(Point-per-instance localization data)

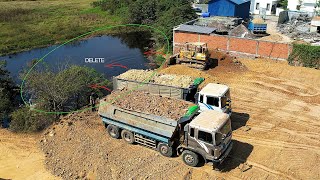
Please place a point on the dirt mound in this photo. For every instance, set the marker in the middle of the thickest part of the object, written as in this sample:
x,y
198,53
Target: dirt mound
x,y
165,79
241,31
147,103
227,63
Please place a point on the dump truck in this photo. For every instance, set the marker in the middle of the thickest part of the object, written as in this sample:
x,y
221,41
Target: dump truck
x,y
212,97
194,136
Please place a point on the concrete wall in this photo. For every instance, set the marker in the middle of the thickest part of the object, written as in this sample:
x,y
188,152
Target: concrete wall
x,y
253,47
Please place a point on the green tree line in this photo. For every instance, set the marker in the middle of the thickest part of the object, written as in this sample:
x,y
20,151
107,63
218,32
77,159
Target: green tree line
x,y
52,90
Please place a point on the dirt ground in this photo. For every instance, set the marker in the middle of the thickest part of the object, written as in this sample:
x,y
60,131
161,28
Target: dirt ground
x,y
276,132
21,158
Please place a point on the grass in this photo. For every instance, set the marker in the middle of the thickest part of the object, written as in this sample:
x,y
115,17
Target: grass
x,y
31,24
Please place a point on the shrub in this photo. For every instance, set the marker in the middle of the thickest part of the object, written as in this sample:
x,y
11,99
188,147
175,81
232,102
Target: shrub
x,y
26,120
305,55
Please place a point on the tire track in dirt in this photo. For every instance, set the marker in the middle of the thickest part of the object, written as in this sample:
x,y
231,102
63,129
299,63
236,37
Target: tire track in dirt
x,y
277,144
265,169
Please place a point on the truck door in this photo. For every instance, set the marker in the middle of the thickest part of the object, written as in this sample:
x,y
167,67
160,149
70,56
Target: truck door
x,y
201,103
205,142
213,103
191,137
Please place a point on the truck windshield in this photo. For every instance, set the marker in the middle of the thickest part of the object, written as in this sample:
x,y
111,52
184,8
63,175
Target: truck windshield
x,y
224,99
223,132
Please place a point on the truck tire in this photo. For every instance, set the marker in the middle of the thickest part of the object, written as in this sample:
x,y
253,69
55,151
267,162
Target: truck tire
x,y
190,158
127,136
165,150
113,131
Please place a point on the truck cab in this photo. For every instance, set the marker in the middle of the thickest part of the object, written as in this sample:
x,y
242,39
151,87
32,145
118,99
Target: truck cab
x,y
214,97
209,135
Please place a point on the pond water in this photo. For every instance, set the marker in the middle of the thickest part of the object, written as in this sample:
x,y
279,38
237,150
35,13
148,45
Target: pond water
x,y
110,55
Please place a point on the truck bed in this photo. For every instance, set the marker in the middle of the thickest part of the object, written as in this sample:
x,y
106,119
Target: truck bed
x,y
144,102
156,127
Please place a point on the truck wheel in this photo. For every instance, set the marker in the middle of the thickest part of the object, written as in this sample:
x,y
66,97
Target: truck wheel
x,y
190,158
165,150
127,136
113,131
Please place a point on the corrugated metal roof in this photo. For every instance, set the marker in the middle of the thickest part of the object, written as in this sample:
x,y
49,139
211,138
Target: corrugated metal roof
x,y
195,29
239,1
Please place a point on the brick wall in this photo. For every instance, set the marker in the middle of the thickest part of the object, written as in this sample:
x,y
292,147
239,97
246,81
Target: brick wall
x,y
254,47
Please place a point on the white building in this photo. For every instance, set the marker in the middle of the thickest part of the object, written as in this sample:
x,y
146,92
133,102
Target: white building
x,y
302,5
269,6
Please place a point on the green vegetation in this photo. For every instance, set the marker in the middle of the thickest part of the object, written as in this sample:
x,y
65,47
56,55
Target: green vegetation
x,y
318,8
55,90
29,24
64,90
305,55
8,92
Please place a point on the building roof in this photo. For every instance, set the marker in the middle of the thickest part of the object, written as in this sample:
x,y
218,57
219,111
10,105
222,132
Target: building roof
x,y
209,120
214,89
239,1
195,29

## [Work item]
Render all entries verbatim, excluding any pictures they hold.

## [Task solution]
Please place a point on the dirt mound in this photo. For every instance, set the marker in the middle of the thickest part of the object, written as in this sample:
x,y
198,53
Target: dirt mound
x,y
165,79
241,31
147,103
227,63
Please place a point on the dump truck in this photo. For every instance, set the marker in the middle of the thickest part of the object, written as in this sample:
x,y
221,41
Target: dump truck
x,y
212,97
194,136
Please place a point on the concrete wall in this photo. For every instance, set the marker in the middle of the thickest part of the object, written as in this sample:
x,y
188,152
Target: concrete wall
x,y
253,47
Please place a point on the green tree line in this photo. For every instance, set the marker in the middle of the thickest part of the object, written as in this sample:
x,y
20,151
107,63
218,32
77,159
Target: green tree line
x,y
52,90
Please place a point on the dirt ground in this photo. For every instance, set the marker in the middle of the thickest part of the object, written as in this sample:
x,y
60,131
161,28
Target: dirt ground
x,y
276,132
21,158
Please place a point on the grass in this photo. For every instance, set the marker in the middle of the thickest part of the object, written as in this sample:
x,y
115,17
Target: grass
x,y
31,24
Please place a point on the shrub in this photo. For every instance, set the marker in the middle of the thickest part of the object, written as in this sample:
x,y
11,99
188,147
175,81
232,102
Target: shrub
x,y
26,120
305,55
Please place a point on the tire track in dirt in this photo. For every instance, set the marker in the middle of the thickest part of the object, written as in this sample:
x,y
231,102
63,129
299,63
236,37
Target: tire track in dirt
x,y
277,144
265,169
Please place a point on the truck door in this photo. For every instance, set the marker in the middle of the thickest part of the object, written as in this sample:
x,y
167,67
160,149
70,56
Target: truck door
x,y
201,103
205,142
213,103
191,137
Please place a point on the truck windshield in this photo. For every instance, set the marker in the middle of the thickest part of the object, written as in this sample:
x,y
111,52
184,8
63,175
Target: truck windshield
x,y
224,99
223,132
Please place a point on the truck tire in this photo. For every instance, set the marker in the middle of the thickest part of the object, written as in this sample:
x,y
253,69
55,151
267,162
Target: truck tire
x,y
190,158
127,136
165,150
113,131
Please place a point on the truck cab in this photo. For every instance, set the marker in the middle of the thickest part of the object, written as in this sample:
x,y
242,39
151,87
32,145
118,99
Target: truck cab
x,y
214,97
209,135
Please place a point on the pond water in this photo. For every instance, set the marker in the middle of the thickest part of the object, written as in this sample:
x,y
279,38
237,150
35,13
148,45
Target: pond water
x,y
110,55
Please place a point on the truck bed in this photo. For every instance, set the marker in the middle of the thickest part of the object, written as in this sample:
x,y
106,119
Target: truck bed
x,y
144,102
156,127
Please place a point on the truck wheel in this photo. For every instance, set the marker in the middle of the thickest part of the object, written as in this sample:
x,y
66,97
Target: truck wheel
x,y
190,158
165,150
127,136
113,131
Please place a point on the corrugated metal roof in this photo. For every instance, set the marker in the middle of the thickest part of the object, written as in this sample:
x,y
49,139
211,138
Target: corrugated metal roof
x,y
195,29
239,1
Please place a point on the brick wall in this photo. For every instance, set the marker in the middle of the thickest part of the object, written as in this sample:
x,y
292,147
239,97
246,81
Target: brick wall
x,y
254,47
Please place a point on the white building in this photo. For every instance, set the marker in the middle of the thickest part of the object, written as in this sample:
x,y
146,92
133,102
Target: white building
x,y
302,5
269,6
Please place a point on the green vegetation in this photo. For every instance, set the marker in the middle of the thickest part of the object, written as in this sample:
x,y
65,47
56,55
Target: green vegetation
x,y
318,8
55,90
29,24
64,90
305,55
8,92
Please place a point on the building roof in this photo. For every instance, set the marker in the middle of the thickest part of the object, written as in this sample:
x,y
218,57
219,111
10,105
222,132
Target: building roof
x,y
209,120
214,89
239,1
195,29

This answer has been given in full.